> Teks Bacaan:
++++++++++++++++++++
1 Abad Nahdlatul Wathan (1916-2016)

Nahdlatul Wathan, Akar Nasionalisme Ulama

PERKUMPULAN Nahdlatul Wathan (kebangkitan/pergerakan Tanah Air) berdiri tepatnya di sebuah gedung bertingkat di Kampung Kawatan Gang IV, Surabaya. Di kemudian dikenal dengan perguruan Nahdlatul Wathan (Pergerakan Tanah Air). Tujuannya, untuk mendidik kader-kader muda dan membangunkan semangat nasionalisme mereka. yang diinisiasi oleh ulama-ulama muda yang berhaluan Ahlus Sunnah wal Jamaah —faham yang mempertahankan sistem bermadzhab.

Kiai Wahab Chasbullah mendirikan organisasi ini untuk menggelorakan semangat nasionalisme di kalangan umat Islam. Bersama beberapa tokoh muda ulama seperti Mas Mansur, Kiai Ridwan Abdullah, Mas Alwi dan H Abdul Kahar, pada tahun 1914. Nama yang terakhir ini adalah seorang saudagar asal Surabaya sebagai penyandang dananya. Selain itu, seorang tokoh pergerakan HOS Tjokroaminoto, Raden Pandji Soeroso, dan juga Soendjoto.
++++++++++++++++++++
> Latihan Soal:
1. Menurut teks bacaan, di mana perkumpulan Nahdlatul Wathan berdiri?
2. Tentukan apakah pernyataan berikut sesuai dengan teks bacaan. Jawab ya atau tidak dan kutip kata-kata dari teks yang menjadi dasarnya.
(a) Kiai Wahab Chasbullah mendirikan organisasi ini.
(b) Nahdlatul Wathan berarti kebangkitan/pergerakan Tanah Air.
(c) Perkumpulan ini diprakarsai oleh ulama-ulama tua.
3. Berdasarkan teks bacaan, jelaskan tujuan didirikannya perkumpulan Nahdlatul Wathan.

> Daftar Butir:
++++++++++++++++++++
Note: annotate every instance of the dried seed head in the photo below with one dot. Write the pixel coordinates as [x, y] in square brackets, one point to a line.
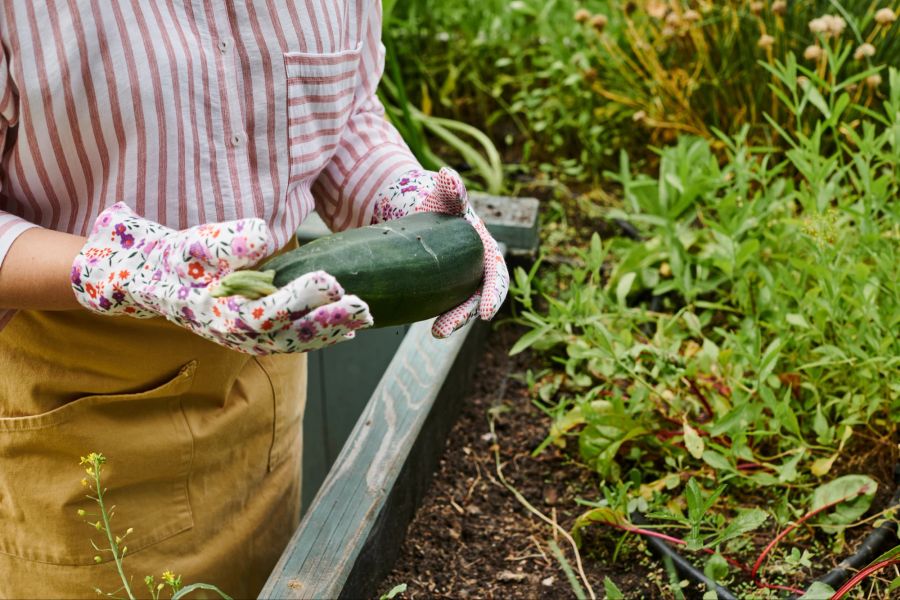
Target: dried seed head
++++++++++++++++++++
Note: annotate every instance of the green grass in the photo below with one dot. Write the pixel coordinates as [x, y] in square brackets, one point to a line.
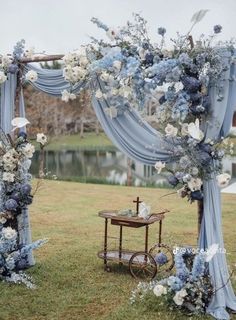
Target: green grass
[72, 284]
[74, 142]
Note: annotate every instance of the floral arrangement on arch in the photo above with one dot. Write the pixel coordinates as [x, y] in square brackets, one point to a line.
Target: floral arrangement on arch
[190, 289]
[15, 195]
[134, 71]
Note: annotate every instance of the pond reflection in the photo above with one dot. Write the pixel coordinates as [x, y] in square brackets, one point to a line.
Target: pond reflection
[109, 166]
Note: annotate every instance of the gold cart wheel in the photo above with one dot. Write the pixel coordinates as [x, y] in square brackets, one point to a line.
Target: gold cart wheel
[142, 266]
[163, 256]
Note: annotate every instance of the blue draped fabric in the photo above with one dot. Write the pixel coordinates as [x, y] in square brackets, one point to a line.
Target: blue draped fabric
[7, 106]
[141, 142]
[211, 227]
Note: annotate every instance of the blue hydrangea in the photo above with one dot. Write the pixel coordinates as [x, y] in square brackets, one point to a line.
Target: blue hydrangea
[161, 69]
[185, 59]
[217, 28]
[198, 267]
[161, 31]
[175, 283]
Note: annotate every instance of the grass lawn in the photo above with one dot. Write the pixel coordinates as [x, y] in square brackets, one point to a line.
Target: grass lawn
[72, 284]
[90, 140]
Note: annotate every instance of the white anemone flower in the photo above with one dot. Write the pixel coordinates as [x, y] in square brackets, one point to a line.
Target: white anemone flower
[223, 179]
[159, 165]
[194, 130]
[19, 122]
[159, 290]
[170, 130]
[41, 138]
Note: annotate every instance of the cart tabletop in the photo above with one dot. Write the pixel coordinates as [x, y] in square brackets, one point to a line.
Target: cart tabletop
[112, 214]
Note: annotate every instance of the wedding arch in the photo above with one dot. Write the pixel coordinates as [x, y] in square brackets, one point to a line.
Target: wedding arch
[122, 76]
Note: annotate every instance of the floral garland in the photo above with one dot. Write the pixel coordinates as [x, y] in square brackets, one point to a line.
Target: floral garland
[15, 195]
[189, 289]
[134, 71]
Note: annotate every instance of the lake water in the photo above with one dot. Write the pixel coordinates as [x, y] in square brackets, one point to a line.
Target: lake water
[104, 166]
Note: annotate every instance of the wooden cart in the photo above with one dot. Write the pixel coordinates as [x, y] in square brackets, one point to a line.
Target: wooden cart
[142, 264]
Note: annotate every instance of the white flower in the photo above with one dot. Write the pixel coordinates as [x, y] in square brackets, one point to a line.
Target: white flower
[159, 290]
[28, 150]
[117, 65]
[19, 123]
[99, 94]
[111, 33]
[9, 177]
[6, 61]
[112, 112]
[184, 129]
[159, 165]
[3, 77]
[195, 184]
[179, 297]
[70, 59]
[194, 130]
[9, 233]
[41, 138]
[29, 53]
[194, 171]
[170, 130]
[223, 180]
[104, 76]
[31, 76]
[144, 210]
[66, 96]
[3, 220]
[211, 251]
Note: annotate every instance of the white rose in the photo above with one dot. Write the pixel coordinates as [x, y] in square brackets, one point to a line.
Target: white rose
++++++++++++++++++++
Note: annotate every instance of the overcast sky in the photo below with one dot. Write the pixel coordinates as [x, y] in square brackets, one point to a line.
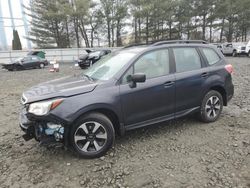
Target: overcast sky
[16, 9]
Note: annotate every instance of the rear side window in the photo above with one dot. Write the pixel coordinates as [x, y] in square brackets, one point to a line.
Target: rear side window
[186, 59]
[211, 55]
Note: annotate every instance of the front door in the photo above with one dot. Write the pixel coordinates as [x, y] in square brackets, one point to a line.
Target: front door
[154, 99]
++++++++++++++++++++
> Kunci Jawaban:
1. Di sebuah gedung bertingkat di Kampung Kawatan Gang IV, Surabaya.

2.
(a) Ya: "Kiai Wahab Chasbullah mendirikan organisasi ini untuk menggelorakan semangat nasionalisme di kalangan umat Islam."
(b) Ya: "Nahdlatul Wathan (kebangkitan/pergerakan Tanah Air)"
(c) Tidak: "diinisiasi oleh ulama-ulama muda"

3. Perkumpulan ini didirikan untuk mendidik kader-kader muda dan membangunkan semangat nasionalisme mereka. Kiai Wahab Chasbullah juga mendirikannya untuk menggelorakan semangat nasionalisme di kalangan umat Islam.